===== DATA SECTION

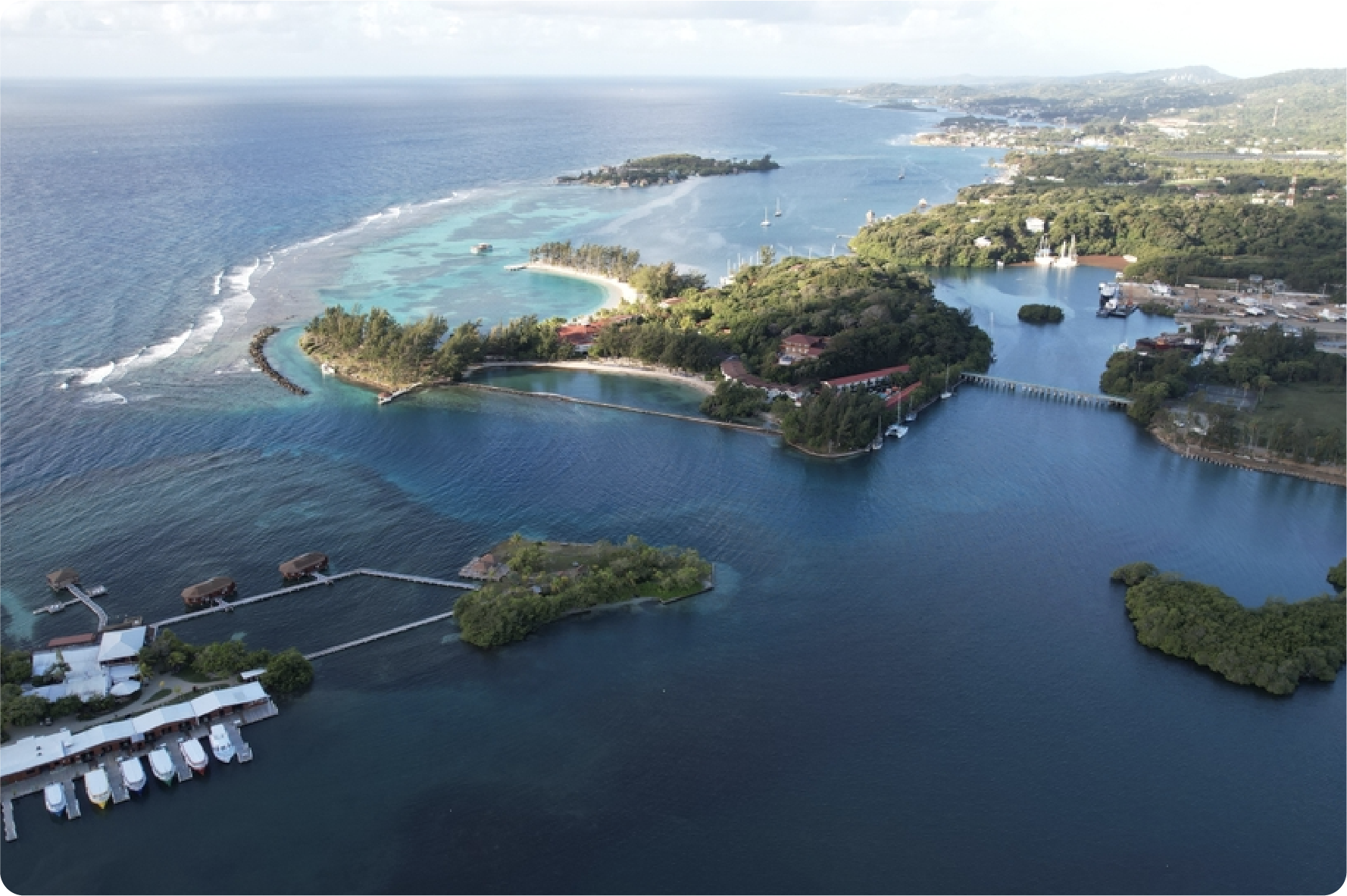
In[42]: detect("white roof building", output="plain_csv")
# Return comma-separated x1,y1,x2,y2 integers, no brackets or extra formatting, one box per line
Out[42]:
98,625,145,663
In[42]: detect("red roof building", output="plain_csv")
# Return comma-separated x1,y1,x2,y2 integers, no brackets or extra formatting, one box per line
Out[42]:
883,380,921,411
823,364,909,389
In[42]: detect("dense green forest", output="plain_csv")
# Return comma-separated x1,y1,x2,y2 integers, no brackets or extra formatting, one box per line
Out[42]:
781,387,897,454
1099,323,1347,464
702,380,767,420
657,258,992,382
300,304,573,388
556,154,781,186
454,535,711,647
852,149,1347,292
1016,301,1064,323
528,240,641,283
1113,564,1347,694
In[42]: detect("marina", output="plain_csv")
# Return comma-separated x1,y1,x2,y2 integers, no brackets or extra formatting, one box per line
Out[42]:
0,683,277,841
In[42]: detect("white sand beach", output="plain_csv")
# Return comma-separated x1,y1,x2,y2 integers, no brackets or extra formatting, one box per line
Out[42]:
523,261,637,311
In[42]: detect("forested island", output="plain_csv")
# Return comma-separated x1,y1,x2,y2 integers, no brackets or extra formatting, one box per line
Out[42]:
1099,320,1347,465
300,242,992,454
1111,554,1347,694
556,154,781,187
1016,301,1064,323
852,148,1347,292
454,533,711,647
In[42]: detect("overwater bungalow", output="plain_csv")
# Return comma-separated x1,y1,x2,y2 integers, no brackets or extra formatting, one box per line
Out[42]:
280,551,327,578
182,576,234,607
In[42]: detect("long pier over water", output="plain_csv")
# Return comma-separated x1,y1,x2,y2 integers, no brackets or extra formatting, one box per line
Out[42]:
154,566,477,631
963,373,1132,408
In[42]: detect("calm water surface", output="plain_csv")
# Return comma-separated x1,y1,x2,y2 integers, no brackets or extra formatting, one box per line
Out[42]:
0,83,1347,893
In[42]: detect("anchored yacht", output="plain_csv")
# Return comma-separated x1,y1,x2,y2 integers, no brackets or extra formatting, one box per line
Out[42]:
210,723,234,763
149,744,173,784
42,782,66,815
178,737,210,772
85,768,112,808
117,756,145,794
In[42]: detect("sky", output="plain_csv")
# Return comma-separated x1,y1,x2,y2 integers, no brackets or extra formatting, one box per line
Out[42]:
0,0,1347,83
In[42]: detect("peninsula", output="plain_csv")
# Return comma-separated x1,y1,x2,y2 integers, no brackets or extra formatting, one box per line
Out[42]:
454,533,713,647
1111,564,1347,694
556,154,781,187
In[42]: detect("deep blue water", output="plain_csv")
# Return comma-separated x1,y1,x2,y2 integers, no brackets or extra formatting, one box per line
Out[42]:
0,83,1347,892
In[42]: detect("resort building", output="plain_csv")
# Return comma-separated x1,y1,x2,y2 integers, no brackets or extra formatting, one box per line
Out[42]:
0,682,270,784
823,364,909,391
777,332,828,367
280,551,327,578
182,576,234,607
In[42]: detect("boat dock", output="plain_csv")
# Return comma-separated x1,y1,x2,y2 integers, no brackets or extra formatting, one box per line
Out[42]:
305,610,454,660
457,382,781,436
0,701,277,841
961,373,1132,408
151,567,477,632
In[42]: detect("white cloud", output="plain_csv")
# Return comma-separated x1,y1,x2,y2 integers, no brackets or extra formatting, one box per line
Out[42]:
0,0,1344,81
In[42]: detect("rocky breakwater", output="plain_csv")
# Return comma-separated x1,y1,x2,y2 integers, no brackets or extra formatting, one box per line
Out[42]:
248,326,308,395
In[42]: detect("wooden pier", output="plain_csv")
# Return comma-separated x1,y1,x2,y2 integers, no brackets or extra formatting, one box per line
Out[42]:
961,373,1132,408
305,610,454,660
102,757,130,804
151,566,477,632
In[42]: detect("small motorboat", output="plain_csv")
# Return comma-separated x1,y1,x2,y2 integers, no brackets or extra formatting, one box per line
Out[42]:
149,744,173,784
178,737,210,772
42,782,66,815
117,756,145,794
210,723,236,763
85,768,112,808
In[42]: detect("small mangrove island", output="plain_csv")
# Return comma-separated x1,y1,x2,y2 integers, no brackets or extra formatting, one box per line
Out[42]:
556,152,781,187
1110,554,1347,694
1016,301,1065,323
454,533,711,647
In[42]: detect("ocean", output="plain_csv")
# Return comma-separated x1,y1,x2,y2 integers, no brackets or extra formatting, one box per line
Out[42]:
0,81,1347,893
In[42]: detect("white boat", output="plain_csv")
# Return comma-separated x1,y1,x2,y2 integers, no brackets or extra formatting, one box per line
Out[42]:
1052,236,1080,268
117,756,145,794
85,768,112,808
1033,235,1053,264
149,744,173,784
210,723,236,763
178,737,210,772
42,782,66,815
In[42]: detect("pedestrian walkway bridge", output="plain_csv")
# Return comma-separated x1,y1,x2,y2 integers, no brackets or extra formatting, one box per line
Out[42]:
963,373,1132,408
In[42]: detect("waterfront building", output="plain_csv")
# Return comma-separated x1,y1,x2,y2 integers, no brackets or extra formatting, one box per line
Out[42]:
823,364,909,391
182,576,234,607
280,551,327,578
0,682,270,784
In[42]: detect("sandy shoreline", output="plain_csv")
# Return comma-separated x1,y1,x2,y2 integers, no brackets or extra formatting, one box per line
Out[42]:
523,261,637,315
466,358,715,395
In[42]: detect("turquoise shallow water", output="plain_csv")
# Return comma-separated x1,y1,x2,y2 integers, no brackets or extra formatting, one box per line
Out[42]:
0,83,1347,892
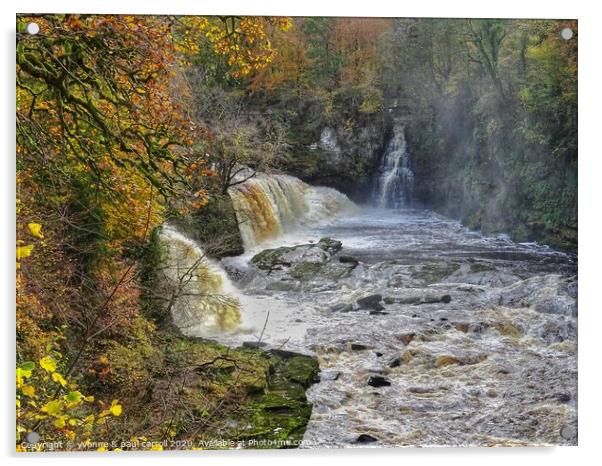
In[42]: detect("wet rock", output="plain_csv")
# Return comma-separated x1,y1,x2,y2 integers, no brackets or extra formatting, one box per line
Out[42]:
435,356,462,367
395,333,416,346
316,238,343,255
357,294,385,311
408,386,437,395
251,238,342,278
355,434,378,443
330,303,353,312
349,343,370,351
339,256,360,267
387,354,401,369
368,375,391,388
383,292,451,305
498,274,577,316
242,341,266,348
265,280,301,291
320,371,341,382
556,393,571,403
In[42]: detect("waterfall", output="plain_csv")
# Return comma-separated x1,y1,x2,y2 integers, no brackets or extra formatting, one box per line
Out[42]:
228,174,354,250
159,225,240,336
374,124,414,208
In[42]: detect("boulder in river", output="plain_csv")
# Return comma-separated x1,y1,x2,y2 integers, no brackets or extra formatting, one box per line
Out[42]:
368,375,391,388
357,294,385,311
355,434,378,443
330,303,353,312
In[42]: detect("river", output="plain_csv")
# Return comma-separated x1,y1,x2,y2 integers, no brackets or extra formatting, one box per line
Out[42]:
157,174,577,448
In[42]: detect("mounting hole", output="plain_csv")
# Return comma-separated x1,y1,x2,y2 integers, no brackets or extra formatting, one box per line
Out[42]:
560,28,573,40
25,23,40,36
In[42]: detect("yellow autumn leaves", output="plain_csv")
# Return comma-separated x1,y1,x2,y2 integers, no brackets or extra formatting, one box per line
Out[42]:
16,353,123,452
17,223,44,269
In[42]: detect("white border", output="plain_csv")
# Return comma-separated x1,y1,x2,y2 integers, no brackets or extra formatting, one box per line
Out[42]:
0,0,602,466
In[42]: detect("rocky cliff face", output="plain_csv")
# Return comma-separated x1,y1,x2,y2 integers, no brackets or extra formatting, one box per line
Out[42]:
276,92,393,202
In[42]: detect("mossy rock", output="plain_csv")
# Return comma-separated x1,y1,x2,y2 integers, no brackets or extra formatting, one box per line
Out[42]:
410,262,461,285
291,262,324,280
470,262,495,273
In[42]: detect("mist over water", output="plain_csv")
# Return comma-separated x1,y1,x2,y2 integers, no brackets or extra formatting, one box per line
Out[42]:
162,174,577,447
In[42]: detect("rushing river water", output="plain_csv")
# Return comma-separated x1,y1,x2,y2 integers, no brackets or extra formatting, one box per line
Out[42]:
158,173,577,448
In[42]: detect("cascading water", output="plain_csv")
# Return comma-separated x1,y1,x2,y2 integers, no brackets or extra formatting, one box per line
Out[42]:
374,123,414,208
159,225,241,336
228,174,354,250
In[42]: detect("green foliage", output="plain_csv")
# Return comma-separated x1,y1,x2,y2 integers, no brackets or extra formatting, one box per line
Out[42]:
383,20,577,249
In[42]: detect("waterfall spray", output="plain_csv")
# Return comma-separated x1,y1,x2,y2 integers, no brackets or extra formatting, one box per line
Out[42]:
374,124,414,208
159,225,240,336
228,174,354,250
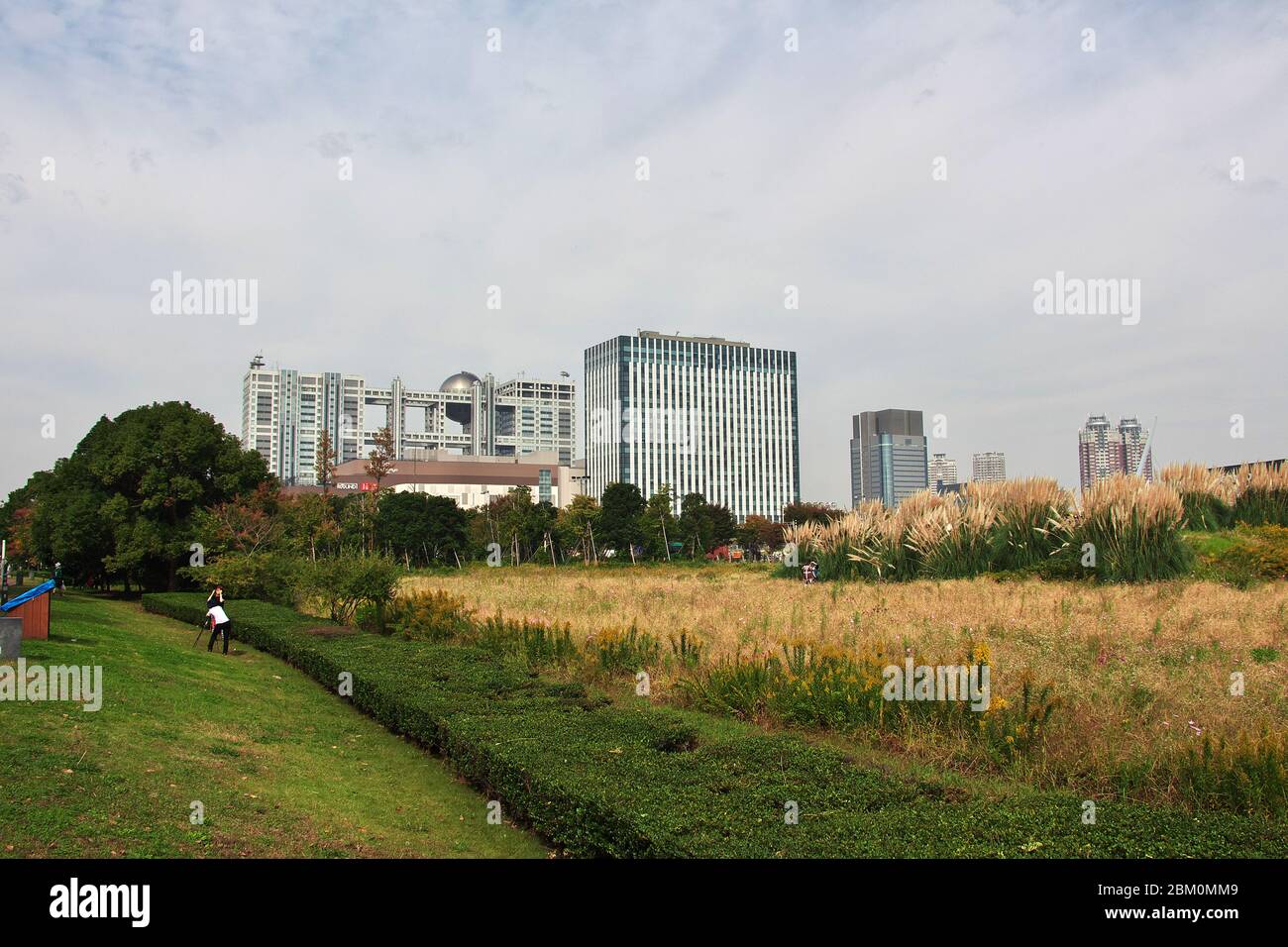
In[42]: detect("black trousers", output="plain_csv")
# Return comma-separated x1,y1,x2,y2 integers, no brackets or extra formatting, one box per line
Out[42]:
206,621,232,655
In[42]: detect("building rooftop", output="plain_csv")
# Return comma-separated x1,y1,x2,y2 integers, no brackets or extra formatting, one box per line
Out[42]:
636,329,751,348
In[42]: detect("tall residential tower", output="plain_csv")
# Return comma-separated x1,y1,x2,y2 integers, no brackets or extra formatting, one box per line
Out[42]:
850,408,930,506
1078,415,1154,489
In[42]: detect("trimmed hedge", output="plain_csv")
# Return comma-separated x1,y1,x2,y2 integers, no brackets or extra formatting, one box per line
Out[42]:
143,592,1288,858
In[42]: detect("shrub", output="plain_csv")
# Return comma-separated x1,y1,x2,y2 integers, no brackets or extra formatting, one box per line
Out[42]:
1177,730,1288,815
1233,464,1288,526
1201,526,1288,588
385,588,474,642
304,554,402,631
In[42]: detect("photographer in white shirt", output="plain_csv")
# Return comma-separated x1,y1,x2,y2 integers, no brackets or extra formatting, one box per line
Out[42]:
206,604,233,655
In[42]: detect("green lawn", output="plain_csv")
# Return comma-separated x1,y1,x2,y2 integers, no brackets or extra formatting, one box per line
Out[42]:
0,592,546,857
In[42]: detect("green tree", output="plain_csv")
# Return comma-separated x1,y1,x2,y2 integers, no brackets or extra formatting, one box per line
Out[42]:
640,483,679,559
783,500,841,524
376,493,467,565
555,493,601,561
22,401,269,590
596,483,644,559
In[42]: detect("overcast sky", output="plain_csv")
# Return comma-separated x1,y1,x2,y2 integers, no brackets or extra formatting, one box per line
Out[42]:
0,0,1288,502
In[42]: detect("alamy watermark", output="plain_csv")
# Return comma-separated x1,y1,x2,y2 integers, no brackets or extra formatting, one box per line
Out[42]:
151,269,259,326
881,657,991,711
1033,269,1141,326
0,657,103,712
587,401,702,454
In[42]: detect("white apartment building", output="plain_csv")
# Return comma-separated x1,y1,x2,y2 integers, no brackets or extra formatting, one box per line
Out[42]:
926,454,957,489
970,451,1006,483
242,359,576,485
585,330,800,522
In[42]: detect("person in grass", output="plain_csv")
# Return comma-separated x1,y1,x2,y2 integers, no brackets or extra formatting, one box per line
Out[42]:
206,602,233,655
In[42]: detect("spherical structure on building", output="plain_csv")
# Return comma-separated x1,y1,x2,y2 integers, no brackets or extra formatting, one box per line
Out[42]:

==========

THE PROBLEM: Collect every line above that contains the word "waterfall". Case counts.

OUTPUT:
In[42]: detect("waterfall", output="plain_csv")
In[42]: detect("waterfall spray", output="plain_csv")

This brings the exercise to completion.